▶ **Supplied records**:
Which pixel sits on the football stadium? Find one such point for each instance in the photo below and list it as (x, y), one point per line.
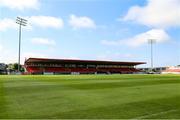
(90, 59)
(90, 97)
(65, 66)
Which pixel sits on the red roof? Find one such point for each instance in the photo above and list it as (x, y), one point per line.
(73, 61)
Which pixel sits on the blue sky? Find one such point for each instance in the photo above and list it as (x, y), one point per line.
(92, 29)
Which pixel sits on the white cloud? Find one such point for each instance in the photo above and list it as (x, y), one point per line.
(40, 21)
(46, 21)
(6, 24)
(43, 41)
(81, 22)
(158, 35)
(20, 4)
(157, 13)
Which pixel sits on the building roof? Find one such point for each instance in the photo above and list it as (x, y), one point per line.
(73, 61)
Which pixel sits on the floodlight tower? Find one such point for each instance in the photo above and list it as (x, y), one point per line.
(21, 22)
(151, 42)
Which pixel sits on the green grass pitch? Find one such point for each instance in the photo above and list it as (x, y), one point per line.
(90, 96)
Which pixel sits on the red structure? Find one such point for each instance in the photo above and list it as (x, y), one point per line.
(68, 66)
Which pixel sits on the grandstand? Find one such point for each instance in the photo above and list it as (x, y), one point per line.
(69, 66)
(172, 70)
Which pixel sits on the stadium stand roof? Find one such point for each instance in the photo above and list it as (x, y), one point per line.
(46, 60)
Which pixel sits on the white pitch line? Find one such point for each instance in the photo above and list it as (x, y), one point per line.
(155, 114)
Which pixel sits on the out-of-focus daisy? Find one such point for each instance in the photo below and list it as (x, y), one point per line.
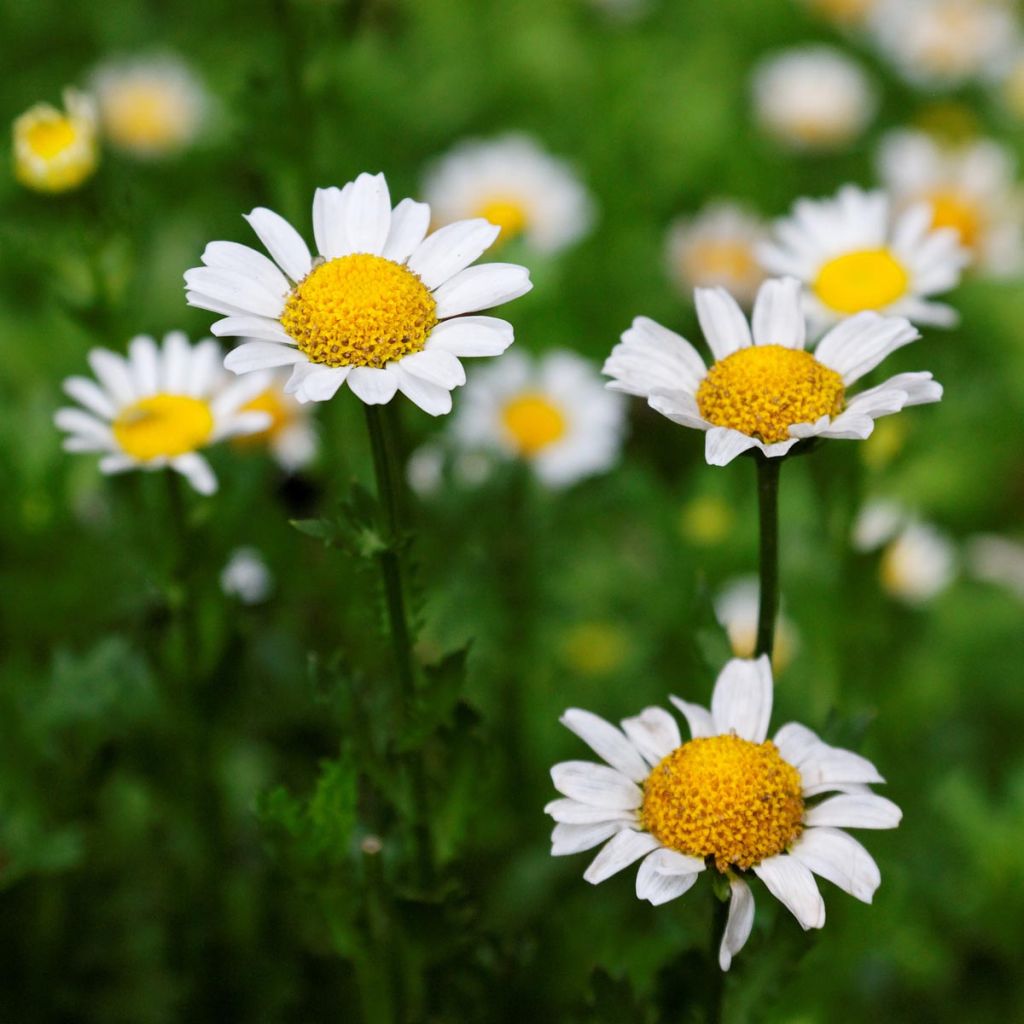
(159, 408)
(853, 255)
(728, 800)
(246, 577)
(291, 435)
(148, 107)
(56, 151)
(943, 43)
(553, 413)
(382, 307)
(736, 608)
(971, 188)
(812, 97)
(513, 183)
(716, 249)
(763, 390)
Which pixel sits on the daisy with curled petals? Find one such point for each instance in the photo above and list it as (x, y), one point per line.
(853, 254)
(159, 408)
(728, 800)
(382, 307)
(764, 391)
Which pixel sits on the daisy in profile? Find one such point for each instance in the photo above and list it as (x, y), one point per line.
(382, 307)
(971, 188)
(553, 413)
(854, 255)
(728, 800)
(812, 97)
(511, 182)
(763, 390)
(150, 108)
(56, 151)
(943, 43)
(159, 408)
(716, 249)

...

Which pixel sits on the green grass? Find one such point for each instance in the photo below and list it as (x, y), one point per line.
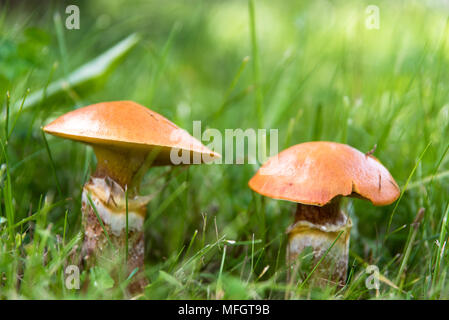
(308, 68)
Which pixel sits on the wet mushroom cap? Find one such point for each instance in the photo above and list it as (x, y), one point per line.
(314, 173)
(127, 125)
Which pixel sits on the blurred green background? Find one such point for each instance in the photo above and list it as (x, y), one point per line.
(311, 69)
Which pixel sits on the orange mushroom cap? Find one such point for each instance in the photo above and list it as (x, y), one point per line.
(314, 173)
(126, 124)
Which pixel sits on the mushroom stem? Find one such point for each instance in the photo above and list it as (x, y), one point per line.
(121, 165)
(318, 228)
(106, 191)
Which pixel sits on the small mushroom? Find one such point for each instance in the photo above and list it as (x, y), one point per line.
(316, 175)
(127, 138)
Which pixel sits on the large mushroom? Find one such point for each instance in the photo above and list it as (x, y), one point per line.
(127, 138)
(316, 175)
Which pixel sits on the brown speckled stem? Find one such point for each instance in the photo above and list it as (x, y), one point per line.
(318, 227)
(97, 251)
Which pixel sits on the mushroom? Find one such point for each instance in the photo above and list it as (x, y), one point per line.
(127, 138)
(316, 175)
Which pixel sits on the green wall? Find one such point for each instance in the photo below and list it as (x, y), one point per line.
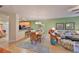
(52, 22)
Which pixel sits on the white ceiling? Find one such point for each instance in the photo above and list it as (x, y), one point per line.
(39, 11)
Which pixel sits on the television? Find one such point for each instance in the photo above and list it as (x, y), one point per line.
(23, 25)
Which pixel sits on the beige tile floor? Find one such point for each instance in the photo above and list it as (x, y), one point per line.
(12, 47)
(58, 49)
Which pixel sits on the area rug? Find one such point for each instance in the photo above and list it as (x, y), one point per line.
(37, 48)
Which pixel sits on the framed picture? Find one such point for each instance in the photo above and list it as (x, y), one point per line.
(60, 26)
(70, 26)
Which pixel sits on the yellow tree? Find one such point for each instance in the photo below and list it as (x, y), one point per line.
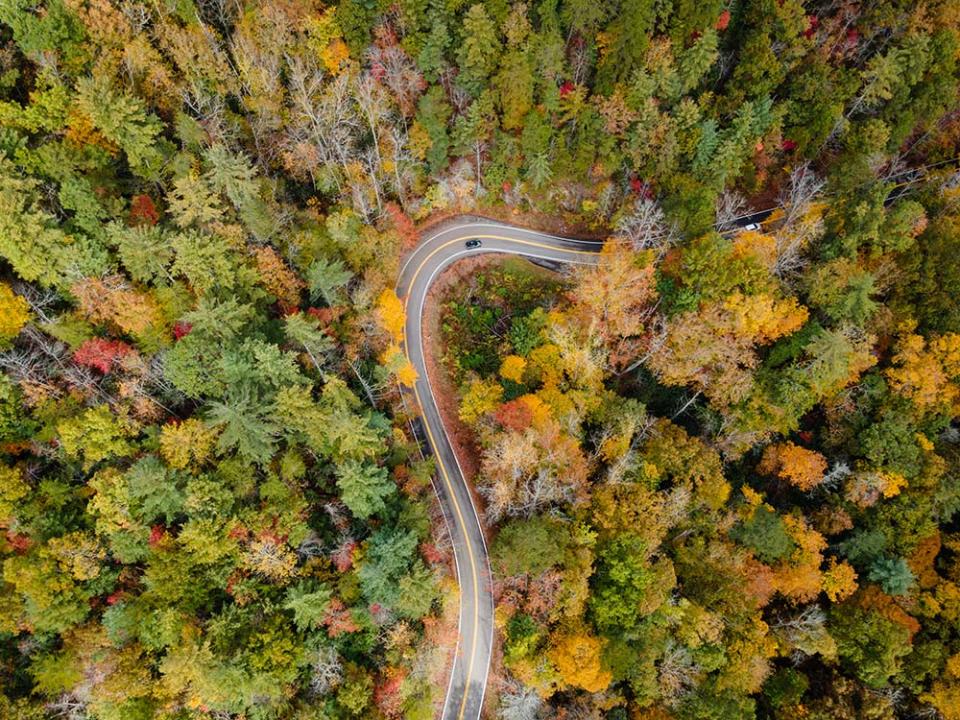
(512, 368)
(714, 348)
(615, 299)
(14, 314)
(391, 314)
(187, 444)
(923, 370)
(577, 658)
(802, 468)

▶ **Given task**:
Report how many lines in the entries above contain the string "stem". Case counts. Give only the number.

▶ **Full response**:
2